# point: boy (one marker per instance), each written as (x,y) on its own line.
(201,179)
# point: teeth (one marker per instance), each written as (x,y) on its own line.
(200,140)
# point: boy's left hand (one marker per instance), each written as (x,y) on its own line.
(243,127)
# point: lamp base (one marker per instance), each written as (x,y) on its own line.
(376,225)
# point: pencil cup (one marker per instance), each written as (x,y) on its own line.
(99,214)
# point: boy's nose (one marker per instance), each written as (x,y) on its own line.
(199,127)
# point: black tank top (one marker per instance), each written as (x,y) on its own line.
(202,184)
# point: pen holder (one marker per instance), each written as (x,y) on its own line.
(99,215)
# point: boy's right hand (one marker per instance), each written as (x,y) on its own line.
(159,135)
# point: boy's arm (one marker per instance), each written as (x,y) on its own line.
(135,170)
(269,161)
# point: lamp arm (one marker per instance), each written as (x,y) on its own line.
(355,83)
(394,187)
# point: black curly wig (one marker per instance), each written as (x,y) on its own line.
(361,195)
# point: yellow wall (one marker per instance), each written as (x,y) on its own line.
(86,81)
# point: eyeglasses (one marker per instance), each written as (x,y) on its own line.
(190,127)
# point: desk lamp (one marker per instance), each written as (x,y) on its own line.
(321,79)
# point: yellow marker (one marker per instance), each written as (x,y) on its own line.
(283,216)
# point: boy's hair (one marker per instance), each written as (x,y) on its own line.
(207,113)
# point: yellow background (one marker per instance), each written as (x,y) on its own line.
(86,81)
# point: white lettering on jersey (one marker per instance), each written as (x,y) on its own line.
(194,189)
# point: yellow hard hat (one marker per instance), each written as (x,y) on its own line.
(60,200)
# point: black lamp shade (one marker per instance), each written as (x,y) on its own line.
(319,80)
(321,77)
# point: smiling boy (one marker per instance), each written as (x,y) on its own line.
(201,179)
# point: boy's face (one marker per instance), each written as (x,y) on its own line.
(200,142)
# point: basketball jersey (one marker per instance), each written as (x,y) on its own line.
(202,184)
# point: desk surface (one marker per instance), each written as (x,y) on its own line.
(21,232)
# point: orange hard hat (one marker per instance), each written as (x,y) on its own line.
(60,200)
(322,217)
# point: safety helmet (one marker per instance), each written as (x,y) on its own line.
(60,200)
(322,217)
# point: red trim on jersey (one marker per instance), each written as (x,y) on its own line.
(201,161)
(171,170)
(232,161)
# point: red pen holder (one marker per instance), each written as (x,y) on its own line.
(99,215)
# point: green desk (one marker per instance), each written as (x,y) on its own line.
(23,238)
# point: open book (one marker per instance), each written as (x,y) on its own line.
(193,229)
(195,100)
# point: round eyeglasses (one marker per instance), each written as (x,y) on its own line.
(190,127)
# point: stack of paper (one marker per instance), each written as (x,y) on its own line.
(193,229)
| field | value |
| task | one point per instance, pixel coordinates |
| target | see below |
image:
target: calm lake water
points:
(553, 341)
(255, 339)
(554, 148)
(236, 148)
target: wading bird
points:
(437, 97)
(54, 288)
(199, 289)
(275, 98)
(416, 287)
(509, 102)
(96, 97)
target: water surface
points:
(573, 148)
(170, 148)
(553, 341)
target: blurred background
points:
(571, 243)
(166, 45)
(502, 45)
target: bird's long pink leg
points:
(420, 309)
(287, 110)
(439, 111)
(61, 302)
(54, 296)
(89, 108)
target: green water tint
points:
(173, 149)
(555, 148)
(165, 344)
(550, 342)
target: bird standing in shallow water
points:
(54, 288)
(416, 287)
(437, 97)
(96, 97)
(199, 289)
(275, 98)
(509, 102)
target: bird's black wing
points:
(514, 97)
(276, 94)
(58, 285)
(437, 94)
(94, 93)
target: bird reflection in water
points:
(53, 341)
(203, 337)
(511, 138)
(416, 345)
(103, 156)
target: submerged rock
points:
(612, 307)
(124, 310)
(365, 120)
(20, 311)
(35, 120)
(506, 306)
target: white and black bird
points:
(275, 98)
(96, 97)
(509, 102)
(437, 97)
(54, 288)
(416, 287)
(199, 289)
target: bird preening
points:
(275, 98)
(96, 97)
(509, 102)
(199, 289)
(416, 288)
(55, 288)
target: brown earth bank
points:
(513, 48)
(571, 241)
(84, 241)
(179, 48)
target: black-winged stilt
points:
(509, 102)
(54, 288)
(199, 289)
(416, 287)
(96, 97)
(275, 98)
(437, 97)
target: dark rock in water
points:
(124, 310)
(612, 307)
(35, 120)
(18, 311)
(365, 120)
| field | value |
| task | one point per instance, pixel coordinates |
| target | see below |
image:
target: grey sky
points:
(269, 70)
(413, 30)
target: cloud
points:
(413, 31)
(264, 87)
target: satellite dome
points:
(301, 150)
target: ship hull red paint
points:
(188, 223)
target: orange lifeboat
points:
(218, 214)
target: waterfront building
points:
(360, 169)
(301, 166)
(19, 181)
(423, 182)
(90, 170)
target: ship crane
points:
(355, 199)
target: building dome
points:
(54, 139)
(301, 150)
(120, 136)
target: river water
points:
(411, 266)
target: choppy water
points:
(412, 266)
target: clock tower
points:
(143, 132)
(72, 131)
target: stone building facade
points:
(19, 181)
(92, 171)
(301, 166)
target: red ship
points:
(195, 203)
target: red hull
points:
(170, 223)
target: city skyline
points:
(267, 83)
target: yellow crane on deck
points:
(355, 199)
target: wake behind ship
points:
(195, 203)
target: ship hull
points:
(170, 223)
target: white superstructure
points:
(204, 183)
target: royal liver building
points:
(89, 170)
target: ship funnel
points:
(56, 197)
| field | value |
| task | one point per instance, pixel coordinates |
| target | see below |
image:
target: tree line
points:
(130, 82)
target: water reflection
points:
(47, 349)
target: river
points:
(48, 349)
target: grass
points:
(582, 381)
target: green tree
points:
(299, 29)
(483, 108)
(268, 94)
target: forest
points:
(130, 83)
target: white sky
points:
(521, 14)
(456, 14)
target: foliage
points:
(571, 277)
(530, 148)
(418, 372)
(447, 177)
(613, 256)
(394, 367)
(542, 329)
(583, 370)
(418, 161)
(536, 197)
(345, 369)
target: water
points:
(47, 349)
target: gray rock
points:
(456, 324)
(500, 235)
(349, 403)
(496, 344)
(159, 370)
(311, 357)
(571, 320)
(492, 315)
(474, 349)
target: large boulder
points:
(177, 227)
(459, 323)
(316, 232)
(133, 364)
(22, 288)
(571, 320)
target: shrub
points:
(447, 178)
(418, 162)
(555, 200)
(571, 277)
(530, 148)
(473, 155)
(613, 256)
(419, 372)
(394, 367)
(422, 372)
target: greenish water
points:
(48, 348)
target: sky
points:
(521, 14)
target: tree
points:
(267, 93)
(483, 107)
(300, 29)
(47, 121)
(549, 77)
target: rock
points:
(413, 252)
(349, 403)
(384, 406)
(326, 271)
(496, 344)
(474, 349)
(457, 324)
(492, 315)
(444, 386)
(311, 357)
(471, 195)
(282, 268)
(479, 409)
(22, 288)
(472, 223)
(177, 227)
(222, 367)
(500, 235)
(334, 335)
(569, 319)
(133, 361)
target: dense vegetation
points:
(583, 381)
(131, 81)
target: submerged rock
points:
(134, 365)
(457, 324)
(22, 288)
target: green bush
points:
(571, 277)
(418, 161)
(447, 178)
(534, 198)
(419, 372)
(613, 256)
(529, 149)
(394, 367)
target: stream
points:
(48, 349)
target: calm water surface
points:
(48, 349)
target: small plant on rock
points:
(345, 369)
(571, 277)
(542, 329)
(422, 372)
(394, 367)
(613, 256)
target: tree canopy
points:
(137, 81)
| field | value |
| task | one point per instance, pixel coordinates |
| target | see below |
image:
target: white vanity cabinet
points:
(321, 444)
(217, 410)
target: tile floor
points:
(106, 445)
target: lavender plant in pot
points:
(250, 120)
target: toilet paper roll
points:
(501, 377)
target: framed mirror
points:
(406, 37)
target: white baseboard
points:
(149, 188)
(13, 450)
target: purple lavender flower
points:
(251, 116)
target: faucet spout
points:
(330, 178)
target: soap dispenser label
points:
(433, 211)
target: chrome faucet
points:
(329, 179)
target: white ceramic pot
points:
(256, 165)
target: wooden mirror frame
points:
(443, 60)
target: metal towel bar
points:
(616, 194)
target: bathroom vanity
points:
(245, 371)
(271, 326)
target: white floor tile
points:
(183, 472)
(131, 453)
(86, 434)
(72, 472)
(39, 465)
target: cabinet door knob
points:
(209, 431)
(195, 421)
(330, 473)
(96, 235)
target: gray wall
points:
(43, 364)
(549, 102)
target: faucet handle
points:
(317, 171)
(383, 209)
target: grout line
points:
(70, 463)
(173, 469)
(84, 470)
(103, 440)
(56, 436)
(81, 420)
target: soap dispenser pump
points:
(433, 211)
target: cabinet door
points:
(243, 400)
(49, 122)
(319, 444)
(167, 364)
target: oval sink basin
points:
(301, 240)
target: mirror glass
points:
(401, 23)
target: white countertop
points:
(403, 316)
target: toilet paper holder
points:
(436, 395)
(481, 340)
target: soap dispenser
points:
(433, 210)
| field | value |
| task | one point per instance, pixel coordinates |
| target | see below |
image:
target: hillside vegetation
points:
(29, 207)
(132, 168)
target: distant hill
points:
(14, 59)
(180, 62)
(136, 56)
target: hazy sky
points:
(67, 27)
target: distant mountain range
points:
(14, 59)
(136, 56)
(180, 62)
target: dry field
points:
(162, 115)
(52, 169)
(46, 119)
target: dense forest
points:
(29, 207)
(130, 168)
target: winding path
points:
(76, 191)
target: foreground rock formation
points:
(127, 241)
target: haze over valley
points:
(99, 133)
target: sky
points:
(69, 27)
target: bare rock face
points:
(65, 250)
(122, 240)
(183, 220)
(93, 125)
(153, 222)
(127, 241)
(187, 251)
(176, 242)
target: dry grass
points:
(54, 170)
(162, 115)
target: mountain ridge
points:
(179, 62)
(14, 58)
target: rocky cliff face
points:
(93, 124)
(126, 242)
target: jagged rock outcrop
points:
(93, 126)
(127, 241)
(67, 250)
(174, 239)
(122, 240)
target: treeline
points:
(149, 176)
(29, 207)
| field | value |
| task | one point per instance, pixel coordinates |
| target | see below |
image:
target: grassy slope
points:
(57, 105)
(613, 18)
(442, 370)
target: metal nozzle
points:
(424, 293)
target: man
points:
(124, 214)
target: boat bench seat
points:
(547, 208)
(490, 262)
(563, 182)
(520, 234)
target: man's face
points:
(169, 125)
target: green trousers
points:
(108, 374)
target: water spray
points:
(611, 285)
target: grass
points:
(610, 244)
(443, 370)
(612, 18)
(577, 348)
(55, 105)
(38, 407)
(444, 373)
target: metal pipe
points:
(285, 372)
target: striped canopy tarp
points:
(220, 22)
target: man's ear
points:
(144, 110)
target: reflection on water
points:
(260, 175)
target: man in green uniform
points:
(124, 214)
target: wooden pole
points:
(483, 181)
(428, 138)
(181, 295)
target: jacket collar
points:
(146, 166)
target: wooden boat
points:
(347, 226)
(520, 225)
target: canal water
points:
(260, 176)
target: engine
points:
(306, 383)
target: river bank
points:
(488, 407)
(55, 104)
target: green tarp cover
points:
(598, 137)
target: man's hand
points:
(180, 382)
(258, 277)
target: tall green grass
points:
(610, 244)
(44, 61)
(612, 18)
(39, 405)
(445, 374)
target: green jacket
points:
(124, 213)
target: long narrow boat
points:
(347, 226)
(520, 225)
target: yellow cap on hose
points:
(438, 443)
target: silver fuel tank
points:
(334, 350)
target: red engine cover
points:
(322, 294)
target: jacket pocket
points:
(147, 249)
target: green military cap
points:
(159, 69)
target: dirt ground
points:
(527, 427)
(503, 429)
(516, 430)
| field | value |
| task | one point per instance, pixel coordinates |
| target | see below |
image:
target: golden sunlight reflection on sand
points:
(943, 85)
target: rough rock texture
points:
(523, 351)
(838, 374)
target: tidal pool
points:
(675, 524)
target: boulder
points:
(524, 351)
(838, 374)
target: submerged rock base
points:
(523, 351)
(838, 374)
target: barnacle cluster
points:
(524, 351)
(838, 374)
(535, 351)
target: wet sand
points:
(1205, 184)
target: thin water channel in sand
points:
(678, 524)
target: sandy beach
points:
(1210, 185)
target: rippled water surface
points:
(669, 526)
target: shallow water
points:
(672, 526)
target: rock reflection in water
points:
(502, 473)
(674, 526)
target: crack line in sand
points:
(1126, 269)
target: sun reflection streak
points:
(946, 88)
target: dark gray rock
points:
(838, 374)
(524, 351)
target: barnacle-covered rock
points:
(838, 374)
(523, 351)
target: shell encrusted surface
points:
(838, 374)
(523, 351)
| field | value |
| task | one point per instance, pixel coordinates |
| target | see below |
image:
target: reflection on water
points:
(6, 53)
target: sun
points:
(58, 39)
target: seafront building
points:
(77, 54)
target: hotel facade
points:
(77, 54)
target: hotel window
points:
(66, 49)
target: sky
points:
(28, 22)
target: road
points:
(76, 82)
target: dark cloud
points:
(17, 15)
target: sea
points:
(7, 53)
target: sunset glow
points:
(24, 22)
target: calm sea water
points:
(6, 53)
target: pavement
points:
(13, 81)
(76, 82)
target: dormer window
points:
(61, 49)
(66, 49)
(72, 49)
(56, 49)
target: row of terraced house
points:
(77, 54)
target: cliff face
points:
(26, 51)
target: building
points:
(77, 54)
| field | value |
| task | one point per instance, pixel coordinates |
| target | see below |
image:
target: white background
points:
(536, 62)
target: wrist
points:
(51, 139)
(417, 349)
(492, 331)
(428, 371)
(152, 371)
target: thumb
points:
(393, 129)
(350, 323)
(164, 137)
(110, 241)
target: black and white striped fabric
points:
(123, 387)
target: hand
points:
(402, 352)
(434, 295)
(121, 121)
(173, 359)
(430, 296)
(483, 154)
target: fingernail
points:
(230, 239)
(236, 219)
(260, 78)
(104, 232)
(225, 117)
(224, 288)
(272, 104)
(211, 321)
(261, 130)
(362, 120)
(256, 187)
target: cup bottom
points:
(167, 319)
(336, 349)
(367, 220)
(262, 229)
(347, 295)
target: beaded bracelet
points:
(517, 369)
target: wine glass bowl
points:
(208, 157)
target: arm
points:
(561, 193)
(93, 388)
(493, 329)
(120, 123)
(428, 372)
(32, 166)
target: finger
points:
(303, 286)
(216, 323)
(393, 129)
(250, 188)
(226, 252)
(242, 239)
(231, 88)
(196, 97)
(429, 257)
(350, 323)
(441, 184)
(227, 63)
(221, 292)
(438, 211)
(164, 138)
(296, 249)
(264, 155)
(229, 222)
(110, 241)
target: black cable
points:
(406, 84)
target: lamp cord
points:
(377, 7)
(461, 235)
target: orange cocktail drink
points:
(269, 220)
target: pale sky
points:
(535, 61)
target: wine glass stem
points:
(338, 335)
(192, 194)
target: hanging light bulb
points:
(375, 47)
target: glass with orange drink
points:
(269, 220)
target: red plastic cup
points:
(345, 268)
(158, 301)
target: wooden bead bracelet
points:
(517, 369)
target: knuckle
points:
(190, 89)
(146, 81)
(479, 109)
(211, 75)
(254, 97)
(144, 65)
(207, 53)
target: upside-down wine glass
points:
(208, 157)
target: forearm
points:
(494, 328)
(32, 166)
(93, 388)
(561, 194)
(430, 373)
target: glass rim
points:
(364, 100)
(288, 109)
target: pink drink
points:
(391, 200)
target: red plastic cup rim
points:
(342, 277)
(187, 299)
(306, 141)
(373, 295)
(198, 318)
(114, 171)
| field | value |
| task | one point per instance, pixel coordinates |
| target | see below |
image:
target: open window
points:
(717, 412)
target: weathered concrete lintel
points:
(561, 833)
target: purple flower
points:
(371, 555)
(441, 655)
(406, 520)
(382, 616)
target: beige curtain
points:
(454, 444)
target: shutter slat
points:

========================

### [What to produce]
Answer with the number alone after working out how many lines in the records contain the string "mountain".

### [Answer section]
2